> _Prompt_
State only the number of lines in the rows below that contain the string "wheat".

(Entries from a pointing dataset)
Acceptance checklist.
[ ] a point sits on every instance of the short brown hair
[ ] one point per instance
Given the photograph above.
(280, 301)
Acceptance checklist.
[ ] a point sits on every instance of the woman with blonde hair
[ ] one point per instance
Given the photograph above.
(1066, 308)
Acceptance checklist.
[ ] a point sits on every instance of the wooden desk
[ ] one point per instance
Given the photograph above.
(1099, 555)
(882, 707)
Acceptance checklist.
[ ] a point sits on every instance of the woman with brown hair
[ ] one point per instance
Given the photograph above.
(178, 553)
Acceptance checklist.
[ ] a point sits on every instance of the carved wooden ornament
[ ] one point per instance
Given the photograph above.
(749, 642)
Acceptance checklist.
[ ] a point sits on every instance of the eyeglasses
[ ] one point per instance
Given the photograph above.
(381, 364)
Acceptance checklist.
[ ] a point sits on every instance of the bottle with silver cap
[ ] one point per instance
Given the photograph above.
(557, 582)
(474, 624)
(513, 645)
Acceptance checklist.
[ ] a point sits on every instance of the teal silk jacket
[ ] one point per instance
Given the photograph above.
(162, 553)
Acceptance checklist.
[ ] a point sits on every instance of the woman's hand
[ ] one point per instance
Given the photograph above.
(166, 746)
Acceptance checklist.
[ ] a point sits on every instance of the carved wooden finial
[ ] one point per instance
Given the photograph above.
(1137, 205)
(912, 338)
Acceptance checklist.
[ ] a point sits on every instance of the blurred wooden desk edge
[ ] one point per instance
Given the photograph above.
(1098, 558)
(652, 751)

...

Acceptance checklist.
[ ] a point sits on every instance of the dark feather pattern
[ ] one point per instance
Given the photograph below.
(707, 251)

==

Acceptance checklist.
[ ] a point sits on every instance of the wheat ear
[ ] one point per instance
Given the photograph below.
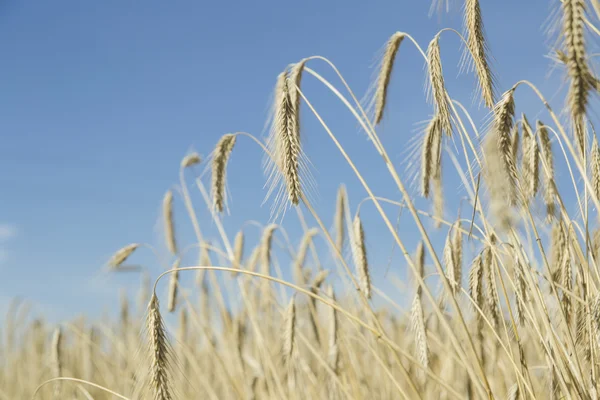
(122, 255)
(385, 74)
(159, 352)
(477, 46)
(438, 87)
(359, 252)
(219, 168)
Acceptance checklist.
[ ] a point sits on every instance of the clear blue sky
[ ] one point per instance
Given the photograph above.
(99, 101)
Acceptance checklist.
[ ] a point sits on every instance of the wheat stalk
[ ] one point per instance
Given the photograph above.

> _Solved problem_
2